Dataset rows
######
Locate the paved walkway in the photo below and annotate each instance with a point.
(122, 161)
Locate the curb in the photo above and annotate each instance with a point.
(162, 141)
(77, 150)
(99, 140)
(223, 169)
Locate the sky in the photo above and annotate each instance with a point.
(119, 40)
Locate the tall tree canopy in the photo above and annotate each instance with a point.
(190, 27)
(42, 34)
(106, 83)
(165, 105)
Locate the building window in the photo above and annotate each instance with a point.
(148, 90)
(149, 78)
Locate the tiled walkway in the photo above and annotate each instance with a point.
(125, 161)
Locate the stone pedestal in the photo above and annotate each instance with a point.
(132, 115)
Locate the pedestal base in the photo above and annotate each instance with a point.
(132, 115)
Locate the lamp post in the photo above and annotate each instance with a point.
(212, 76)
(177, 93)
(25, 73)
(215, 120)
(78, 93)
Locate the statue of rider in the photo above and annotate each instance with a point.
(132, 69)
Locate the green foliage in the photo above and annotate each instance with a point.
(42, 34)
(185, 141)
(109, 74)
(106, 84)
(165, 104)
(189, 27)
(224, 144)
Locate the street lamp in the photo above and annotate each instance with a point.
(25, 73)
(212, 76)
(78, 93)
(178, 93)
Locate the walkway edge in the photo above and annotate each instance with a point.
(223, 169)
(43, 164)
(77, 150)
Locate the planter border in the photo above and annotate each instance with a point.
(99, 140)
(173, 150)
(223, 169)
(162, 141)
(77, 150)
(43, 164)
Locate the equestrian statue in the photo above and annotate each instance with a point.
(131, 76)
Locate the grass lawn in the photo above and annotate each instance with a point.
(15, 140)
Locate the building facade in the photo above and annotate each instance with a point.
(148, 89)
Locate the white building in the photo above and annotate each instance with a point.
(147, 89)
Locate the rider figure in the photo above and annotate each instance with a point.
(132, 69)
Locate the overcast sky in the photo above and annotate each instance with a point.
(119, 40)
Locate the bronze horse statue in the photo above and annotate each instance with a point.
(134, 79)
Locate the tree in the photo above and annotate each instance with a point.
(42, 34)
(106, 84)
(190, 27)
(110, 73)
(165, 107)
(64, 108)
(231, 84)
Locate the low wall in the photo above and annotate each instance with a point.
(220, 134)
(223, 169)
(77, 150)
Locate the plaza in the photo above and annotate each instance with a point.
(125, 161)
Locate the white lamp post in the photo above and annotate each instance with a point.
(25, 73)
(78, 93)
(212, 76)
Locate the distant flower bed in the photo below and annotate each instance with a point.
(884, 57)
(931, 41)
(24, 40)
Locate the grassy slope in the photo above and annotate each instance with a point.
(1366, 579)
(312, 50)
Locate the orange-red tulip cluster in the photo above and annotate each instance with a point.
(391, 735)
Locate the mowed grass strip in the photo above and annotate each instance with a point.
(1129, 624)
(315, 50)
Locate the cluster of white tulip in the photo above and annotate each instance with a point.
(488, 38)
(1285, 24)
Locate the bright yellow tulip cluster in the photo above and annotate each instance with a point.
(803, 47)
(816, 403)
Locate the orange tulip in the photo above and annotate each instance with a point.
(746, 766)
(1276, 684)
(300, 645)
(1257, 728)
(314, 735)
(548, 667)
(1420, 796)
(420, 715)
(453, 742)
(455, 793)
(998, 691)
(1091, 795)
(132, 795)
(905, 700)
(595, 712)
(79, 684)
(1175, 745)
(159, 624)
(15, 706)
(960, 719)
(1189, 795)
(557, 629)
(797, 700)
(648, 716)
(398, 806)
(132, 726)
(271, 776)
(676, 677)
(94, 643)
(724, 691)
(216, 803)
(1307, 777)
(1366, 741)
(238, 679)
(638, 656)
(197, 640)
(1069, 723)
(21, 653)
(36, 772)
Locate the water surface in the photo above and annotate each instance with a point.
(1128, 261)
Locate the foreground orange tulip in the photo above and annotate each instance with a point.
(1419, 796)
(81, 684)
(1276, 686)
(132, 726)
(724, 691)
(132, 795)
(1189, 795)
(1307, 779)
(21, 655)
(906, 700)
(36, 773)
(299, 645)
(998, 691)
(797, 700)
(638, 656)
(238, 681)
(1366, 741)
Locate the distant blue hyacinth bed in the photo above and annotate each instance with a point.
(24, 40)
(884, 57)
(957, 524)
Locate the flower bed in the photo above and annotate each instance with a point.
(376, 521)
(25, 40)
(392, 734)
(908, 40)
######
Rewrite every line of the data above as a numbered list, skipping any blank lines.

TASK SOLUTION:
1. Locate the paved walkway in the photo below and annotate each instance with a point.
2. (122, 161)
3. Locate the curb in the photo above and annotate each instance with a point.
4. (162, 141)
5. (77, 150)
6. (99, 140)
7. (223, 169)
8. Locate the sky in the photo above and annotate each instance with a point.
9. (119, 40)
10. Locate the tall tree canopy in the photo above and annotate each instance with a point.
11. (190, 27)
12. (42, 34)
13. (106, 83)
14. (165, 105)
15. Locate the building window in the photo above and annotate each instance with a point.
16. (148, 90)
17. (149, 78)
18. Locate the tiled walkway in the photo above and annotate each instance with a point.
19. (125, 161)
20. Locate the stone pedestal in the photo above and annotate each instance with a point.
21. (132, 115)
22. Locate the pedestal base in the photo above and annotate each instance with a point.
23. (132, 115)
24. Locate the lamp post in the photo above and annotate each instance with a point.
25. (212, 76)
26. (177, 93)
27. (25, 73)
28. (215, 120)
29. (78, 93)
30. Locate the statue of rider in the photo above and annotate each instance with a point.
31. (132, 69)
32. Locate the green foliage in the photo above and annotate each instance with a point.
33. (42, 34)
34. (185, 141)
35. (109, 74)
36. (106, 84)
37. (165, 104)
38. (189, 27)
39. (224, 144)
40. Locate the street lamp in the photo above and annotate each instance with a point.
41. (25, 73)
42. (212, 76)
43. (78, 93)
44. (178, 93)
45. Locate the walkway edge in the photo above and annotate each instance with a point.
46. (223, 169)
47. (43, 164)
48. (77, 150)
49. Locate the planter border in the photo above and annotate each instance with a point.
50. (99, 140)
51. (173, 150)
52. (223, 169)
53. (162, 141)
54. (77, 150)
55. (43, 164)
56. Locate the equestrian statue in the photo above and annotate each instance with a point.
57. (131, 76)
58. Locate the grass lawn in the photo above and annotate each instance with a point.
59. (15, 140)
60. Locate the building facade in the photo above and annotate each instance with a point.
61. (148, 89)
62. Locate the white building in the photo above and annotate each instance with a point.
63. (147, 89)
64. Locate the rider figure in the photo above and annotate each instance with a point.
65. (132, 69)
66. Locate the overcast sky in the photo above and annotate each instance with a point.
67. (119, 40)
68. Locate the bronze horse statue in the photo above and annotate each instance with a point.
69. (134, 79)
70. Locate the tree in the photo above and annotate each instance with a point.
71. (42, 34)
72. (106, 84)
73. (190, 27)
74. (110, 73)
75. (165, 107)
76. (64, 108)
77. (231, 84)
78. Locate the low wall in the photo above and annotate each instance with a point.
79. (220, 134)
80. (223, 169)
81. (77, 150)
82. Locate the plaza in the photo above and annotate each instance with a point.
83. (125, 161)
84. Locate the white lamp post in the photo above and annotate each instance with a point.
85. (25, 73)
86. (78, 93)
87. (212, 76)
88. Locate the distant flower bed in the photo below and annotate each instance with a point.
89. (884, 57)
90. (931, 41)
91. (24, 40)
92. Locate the grassy slope in the photo above and annotate each instance with a point.
93. (1366, 579)
94. (312, 50)
95. Locate the orange-red tulip cluster in the photo above and annotate each instance with a point.
96. (391, 735)
97. Locate the mowed grass strip in the photo above and annotate each instance with a point.
98. (1129, 624)
99. (315, 50)
100. Locate the cluster of white tulip in the photo above and annotate each instance with a point.
101. (488, 38)
102. (1285, 24)
103. Locate the bright yellow tulip cluster in the photo above and annotate each instance with a point.
104. (803, 47)
105. (816, 403)
106. Locate the orange tulip in the photo above and annotate each instance with a point.
107. (746, 766)
108. (1276, 684)
109. (300, 645)
110. (1257, 728)
111. (314, 735)
112. (548, 667)
113. (1420, 796)
114. (420, 715)
115. (453, 742)
116. (455, 793)
117. (998, 691)
118. (1091, 795)
119. (132, 795)
120. (905, 700)
121. (595, 712)
122. (79, 684)
123. (1175, 745)
124. (159, 624)
125. (15, 706)
126. (960, 719)
127. (1189, 795)
128. (557, 629)
129. (797, 700)
130. (648, 716)
131. (398, 806)
132. (132, 726)
133. (271, 776)
134. (676, 677)
135. (94, 643)
136. (724, 691)
137. (216, 803)
138. (1307, 777)
139. (1366, 741)
140. (238, 679)
141. (638, 656)
142. (197, 640)
143. (1069, 723)
144. (21, 653)
145. (36, 772)
146. Locate the water surface in the photo above and annotate each instance with a point.
147. (1128, 261)
148. Locate the foreground orange tulip in the photo above and annotate each instance with a point.
149. (1419, 796)
150. (81, 684)
151. (1276, 686)
152. (132, 726)
153. (724, 691)
154. (132, 795)
155. (1189, 795)
156. (1307, 779)
157. (21, 655)
158. (906, 700)
159. (36, 773)
160. (299, 645)
161. (998, 691)
162. (797, 700)
163. (638, 656)
164. (238, 681)
165. (1366, 741)
166. Locate the distant blue hyacinth bed in the photo above and annotate each instance with a point.
167. (24, 40)
168. (884, 57)
169. (957, 524)
170. Locate the flower bed in the photo above and annotate each instance with a point.
171. (376, 521)
172. (25, 40)
173. (392, 734)
174. (908, 40)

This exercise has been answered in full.